TASK DIRECTIONS: Rewrite the lines below with every "instance" changed to "occurrence" and nothing else altered. Leave the pictures out of your version.

TASK MATERIAL:

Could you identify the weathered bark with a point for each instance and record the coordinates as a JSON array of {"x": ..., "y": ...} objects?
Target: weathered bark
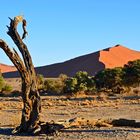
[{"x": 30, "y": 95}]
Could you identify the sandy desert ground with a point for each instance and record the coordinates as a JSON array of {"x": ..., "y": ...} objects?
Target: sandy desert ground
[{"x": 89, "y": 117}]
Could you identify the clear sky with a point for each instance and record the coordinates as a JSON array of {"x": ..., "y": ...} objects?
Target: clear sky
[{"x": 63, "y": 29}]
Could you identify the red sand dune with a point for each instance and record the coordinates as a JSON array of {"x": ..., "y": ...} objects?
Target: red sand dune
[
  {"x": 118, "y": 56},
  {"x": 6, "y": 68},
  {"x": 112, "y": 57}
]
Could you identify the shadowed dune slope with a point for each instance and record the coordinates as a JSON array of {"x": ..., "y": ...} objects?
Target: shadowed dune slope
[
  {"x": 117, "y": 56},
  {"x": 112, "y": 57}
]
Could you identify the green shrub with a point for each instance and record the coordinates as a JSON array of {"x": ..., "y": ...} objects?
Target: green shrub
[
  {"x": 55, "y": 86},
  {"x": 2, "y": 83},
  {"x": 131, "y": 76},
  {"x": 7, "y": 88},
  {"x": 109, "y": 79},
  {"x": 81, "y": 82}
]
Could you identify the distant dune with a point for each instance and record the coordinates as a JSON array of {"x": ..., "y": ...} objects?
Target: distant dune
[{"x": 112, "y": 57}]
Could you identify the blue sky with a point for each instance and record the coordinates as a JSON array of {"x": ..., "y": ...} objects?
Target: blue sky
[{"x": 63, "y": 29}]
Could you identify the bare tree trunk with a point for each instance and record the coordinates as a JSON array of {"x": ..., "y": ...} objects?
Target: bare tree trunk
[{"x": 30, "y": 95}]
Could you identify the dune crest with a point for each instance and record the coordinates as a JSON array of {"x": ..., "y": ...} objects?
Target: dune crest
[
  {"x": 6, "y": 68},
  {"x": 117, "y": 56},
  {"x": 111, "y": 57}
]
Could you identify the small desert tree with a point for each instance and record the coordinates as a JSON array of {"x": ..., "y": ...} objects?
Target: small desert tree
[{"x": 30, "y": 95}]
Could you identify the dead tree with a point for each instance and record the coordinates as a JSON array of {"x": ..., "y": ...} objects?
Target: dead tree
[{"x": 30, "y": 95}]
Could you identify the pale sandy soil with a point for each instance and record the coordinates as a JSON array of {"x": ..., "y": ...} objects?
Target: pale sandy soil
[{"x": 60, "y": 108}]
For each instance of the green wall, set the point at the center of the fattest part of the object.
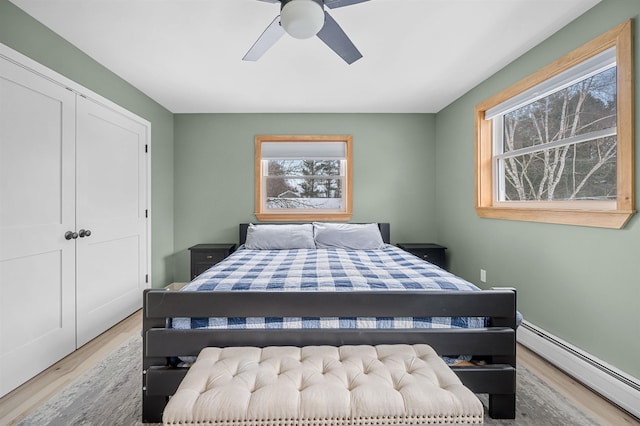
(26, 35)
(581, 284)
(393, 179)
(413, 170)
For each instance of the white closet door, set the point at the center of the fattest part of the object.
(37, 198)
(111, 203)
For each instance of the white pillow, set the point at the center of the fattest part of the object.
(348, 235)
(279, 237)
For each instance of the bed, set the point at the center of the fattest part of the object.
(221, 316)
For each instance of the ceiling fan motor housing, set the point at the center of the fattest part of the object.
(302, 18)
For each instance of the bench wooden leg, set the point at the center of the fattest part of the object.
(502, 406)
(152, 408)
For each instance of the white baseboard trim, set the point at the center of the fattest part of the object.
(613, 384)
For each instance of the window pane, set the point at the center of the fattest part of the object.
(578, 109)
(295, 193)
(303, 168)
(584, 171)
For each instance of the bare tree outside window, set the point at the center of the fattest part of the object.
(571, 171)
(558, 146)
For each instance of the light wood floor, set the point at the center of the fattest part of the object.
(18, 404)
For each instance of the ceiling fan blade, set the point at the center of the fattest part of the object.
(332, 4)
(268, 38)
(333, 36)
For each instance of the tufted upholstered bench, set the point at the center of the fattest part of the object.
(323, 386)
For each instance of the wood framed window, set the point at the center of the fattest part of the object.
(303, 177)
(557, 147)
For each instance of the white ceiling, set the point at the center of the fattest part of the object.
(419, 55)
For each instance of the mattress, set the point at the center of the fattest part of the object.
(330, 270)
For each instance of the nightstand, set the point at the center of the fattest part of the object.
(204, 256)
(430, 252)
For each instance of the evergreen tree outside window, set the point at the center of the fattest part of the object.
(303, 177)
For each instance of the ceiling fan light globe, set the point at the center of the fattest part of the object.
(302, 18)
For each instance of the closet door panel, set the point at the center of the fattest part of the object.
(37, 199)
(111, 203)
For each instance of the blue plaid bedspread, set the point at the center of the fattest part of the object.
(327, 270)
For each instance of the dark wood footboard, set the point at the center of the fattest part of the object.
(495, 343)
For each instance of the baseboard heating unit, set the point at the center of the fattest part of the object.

COMPLETED EXERCISE:
Could you identify the weathered bark with a point for each occurrence and record the coordinates as a JSON array of {"x": ..., "y": ...} objects?
Target: weathered bark
[{"x": 30, "y": 95}]
Could you identify the sandy desert ground with a point for each occurrence and record the coordinates as a JSON array of {"x": ..., "y": ...} objects?
Target: sandy desert ground
[{"x": 89, "y": 117}]
Could you identify the clear sky with a point for each occurrence and record the coordinates as a JSON array of {"x": ..., "y": ...} objects?
Target: clear sky
[{"x": 63, "y": 29}]
Could you identify the red sand dune with a point for each occurrence and record the coordinates as a JSON array of {"x": ..., "y": ...} objects?
Target: red sand dune
[
  {"x": 118, "y": 56},
  {"x": 6, "y": 68},
  {"x": 112, "y": 57}
]
Could you identify the shadowed dune slope with a point for each occurrence and record the coordinates as a JSON array of {"x": ..., "y": ...} objects?
Target: shadowed dune slope
[
  {"x": 117, "y": 56},
  {"x": 112, "y": 57}
]
Could you identify the green shrub with a point for each occurrence and record the coordinates as a JSON array of {"x": ..., "y": ...} objects?
Target: green shrub
[
  {"x": 55, "y": 86},
  {"x": 2, "y": 83},
  {"x": 131, "y": 76},
  {"x": 7, "y": 88},
  {"x": 109, "y": 79},
  {"x": 81, "y": 82}
]
Could you identify the distant dune with a point for each occurrence and record the coordinates as a JSON array of {"x": ..., "y": ...} objects?
Target: distant dune
[{"x": 112, "y": 57}]
Could you identify the blue sky with a point for each occurrence and record the coordinates as a JSON array of {"x": ..., "y": ...} objects?
Target: blue sky
[{"x": 63, "y": 29}]
Could you identify the bare tree trunk with a point for each occurrence and record the coordinates as a JSON array of {"x": ..., "y": ...} objects?
Target: bare tree trunk
[{"x": 30, "y": 95}]
Could you identify the dune crest with a point for each occurrence and record the coordinates as a JSON array of {"x": ..., "y": ...} objects?
Target: dune crest
[
  {"x": 6, "y": 68},
  {"x": 117, "y": 56},
  {"x": 111, "y": 57}
]
Could you identify the small desert tree with a point for each occurrence and record the coordinates as a JSON array of {"x": ..., "y": ...} objects?
Target: small desert tree
[{"x": 30, "y": 95}]
Could you identify the dead tree with a point for each occurrence and record the coordinates as a JSON array of {"x": ..., "y": ...} objects?
Target: dead tree
[{"x": 30, "y": 95}]
Could you identify the pale sandy soil with a point for each occurrence and record the coordinates as a JSON array of {"x": ..., "y": ...} objects?
Target: pale sandy soil
[{"x": 60, "y": 108}]
For each occurrence of the green wall, set the point at the center of the fattest part of the object.
(26, 35)
(581, 284)
(393, 179)
(413, 170)
For each occurrence of the white closet door, set the point at the center of the fattest part of the object.
(37, 198)
(111, 203)
For each occurrence of the white pillow, set the point at the center of the fattest part of the object.
(348, 235)
(279, 237)
For each occurrence of the bed, set the point at the center of the fattest part of the object.
(221, 316)
For each occurrence of the ceiling fan motor housing, set the point at the center of the fattest part of the object.
(302, 18)
For each occurrence of the bench wooden leg, set the point at the center of the fattest part of the object.
(502, 406)
(152, 408)
For each occurrence of the white baseboard trim, set the point at the center of the fattest part of the object.
(613, 384)
For each occurrence of the window pane, set the point at the center of the fattest part of the object.
(578, 109)
(295, 193)
(303, 168)
(584, 171)
For each occurrence of the bare tree outside window, set the point at the center of the fattest part of the object.
(571, 171)
(558, 146)
For each occurrence of the light wood floor, set the point at the center of the fattest part of the object.
(18, 404)
For each occurrence of the ceiling fan blade, set the point at the center of the fattest part of the object.
(332, 4)
(268, 38)
(333, 36)
For each occurrence of the tufted upholstered bench, set the point at the center of the fattest part of the object.
(323, 386)
For each occurrence of the wood framed window, set the point at the center of the fattest part of the object.
(303, 177)
(557, 147)
For each occurrence of the white ceiling, set the point at the center of the fattest part of the object.
(419, 55)
For each occurrence of the mattress, set the point at the center of the fattest part of the object.
(330, 270)
For each occurrence of the nightstand, set the point at the center of the fattest part of the object.
(204, 256)
(430, 252)
For each occurrence of the evergreen tree outside window, set the point at the center of the fattest part of the object.
(303, 177)
For each occurrence of the ceiling fan light globe, set the point at the center of the fattest part of the object.
(302, 18)
For each occurrence of the closet door panel, set the point at the center of the fattest part of the object.
(37, 199)
(111, 203)
For each occurrence of the blue plaid bedspread, set the point at the center of the fattest part of the object.
(327, 270)
For each occurrence of the dark wood footboard, set the point at the center of the fattest part of the object.
(495, 343)
For each occurrence of the baseboard heating unit, set the point at the center of the fattest part of the object.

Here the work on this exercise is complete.